» **WHAT NEEDS TO BE DONE**
Reproduce every line of the listing as written, apart from the pictures.

» **INPUT RECORDS**
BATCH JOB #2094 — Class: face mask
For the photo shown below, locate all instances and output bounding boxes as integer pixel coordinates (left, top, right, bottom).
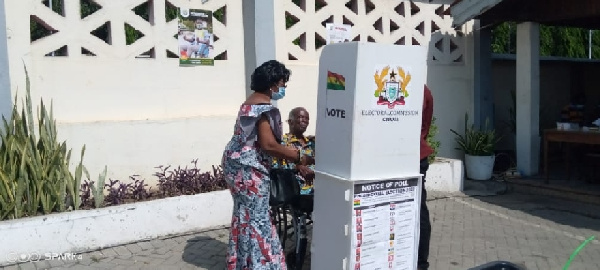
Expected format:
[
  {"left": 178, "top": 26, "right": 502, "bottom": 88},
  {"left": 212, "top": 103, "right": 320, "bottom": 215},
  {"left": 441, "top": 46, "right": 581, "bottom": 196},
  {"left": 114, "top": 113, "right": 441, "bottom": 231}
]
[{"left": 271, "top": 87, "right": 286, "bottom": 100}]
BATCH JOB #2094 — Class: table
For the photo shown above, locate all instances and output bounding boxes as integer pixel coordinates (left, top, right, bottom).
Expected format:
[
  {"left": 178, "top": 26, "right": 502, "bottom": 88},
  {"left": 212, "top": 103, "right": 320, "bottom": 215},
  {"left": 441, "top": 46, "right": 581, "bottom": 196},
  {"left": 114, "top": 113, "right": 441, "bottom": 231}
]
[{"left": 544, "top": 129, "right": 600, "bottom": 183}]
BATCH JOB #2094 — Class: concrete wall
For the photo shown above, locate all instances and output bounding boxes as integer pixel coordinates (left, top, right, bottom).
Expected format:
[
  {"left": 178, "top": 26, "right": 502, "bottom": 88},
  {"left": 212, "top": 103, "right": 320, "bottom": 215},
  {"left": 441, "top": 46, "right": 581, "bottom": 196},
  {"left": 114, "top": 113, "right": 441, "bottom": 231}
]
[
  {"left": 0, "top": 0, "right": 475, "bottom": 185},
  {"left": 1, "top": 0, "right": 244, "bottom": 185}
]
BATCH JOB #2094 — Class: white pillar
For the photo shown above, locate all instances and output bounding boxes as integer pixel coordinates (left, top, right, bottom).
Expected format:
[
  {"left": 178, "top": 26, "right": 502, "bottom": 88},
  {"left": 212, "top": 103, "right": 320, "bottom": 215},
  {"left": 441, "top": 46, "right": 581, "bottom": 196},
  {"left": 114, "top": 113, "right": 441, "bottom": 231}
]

» **TASK SOLUTION**
BATCH JOB #2094 — Class: face mask
For the photo shown below, locate all instances and output bounding boxes as integer pixel coordinates (left, top, right, bottom).
Expected format:
[
  {"left": 178, "top": 26, "right": 502, "bottom": 88},
  {"left": 212, "top": 103, "right": 320, "bottom": 215},
  {"left": 441, "top": 46, "right": 581, "bottom": 196},
  {"left": 114, "top": 113, "right": 441, "bottom": 231}
]
[{"left": 271, "top": 87, "right": 286, "bottom": 100}]
BATCH JOB #2094 — Class: table
For the photo shown above, locate all instances and output bounding boxes as integer pixel coordinates (left, top, right, bottom).
Expected format:
[
  {"left": 178, "top": 26, "right": 502, "bottom": 88},
  {"left": 212, "top": 103, "right": 320, "bottom": 215},
  {"left": 441, "top": 46, "right": 581, "bottom": 196},
  {"left": 114, "top": 113, "right": 441, "bottom": 231}
]
[{"left": 544, "top": 129, "right": 600, "bottom": 183}]
BATCH JOB #2094 — Class: concrete wall
For the photo shown above, locate all instances and output bounding boxes as integer pixel coordinates (left, top, right, bottom).
Expected format:
[
  {"left": 178, "top": 26, "right": 502, "bottom": 88},
  {"left": 212, "top": 103, "right": 320, "bottom": 215},
  {"left": 441, "top": 46, "right": 581, "bottom": 196},
  {"left": 114, "top": 113, "right": 441, "bottom": 231}
]
[
  {"left": 0, "top": 0, "right": 475, "bottom": 185},
  {"left": 1, "top": 0, "right": 244, "bottom": 185}
]
BATCH JOB #2094 — Class: white pillar
For the photo shown above, locate all instances and output bounding boxes as integer pixel coordinates (left, top, right, bottom).
Expected format:
[
  {"left": 178, "top": 26, "right": 502, "bottom": 88},
  {"left": 212, "top": 103, "right": 320, "bottom": 215},
  {"left": 441, "top": 46, "right": 581, "bottom": 196},
  {"left": 114, "top": 113, "right": 441, "bottom": 231}
]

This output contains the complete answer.